● Task objective
Look through the records below for lines containing the string "water", and report how many there are, nothing else.

● Supplied entries
↓↓↓

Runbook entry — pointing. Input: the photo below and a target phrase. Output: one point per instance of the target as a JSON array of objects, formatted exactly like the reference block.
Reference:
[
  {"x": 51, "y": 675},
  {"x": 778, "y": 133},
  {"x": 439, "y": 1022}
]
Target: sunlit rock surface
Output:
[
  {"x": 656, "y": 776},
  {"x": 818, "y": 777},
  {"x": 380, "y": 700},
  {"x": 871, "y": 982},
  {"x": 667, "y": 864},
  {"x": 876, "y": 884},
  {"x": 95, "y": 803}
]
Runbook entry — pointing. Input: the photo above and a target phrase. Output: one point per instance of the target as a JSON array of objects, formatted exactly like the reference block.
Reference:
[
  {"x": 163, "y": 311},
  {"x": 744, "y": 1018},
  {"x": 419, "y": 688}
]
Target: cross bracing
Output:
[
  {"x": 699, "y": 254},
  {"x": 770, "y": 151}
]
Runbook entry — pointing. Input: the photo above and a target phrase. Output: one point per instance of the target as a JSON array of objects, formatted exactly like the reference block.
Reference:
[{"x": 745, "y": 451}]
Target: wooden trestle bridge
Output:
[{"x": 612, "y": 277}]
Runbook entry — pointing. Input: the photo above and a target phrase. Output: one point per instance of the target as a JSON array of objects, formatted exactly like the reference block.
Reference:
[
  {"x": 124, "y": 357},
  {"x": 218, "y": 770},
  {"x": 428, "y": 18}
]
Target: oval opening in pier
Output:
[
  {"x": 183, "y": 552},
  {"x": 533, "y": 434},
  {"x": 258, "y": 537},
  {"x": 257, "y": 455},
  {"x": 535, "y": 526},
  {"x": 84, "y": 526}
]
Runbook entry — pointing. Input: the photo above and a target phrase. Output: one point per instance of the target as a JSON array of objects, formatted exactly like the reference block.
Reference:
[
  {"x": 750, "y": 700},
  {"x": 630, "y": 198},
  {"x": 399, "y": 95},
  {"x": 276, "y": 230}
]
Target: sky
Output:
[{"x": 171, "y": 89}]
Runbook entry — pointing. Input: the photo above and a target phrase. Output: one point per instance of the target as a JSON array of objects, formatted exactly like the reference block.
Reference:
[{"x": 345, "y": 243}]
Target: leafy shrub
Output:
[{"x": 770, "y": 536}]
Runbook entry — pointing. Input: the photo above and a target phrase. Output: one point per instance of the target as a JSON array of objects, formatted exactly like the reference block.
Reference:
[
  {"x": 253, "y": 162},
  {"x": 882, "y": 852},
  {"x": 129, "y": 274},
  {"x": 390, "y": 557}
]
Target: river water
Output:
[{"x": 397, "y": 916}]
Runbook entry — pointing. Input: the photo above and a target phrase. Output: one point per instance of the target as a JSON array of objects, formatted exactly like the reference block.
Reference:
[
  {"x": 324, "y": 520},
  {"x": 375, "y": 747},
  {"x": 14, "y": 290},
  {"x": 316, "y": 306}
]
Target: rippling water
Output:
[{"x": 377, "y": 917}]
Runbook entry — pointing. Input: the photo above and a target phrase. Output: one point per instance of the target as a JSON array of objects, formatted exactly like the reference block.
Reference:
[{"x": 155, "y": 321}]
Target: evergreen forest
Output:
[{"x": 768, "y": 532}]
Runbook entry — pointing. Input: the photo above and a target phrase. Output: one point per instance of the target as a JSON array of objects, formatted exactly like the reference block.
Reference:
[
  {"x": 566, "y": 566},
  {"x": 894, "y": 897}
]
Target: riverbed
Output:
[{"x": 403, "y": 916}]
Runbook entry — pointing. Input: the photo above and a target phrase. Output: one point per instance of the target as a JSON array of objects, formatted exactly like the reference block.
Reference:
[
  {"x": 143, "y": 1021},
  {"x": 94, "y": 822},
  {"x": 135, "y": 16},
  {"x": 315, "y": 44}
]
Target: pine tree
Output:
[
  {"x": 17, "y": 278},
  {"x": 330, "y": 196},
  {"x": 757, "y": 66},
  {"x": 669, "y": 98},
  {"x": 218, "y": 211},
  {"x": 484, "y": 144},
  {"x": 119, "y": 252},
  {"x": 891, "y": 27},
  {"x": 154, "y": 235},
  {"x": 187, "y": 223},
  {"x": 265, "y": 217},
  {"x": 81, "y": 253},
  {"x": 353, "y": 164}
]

↑↑↑

● Solution
2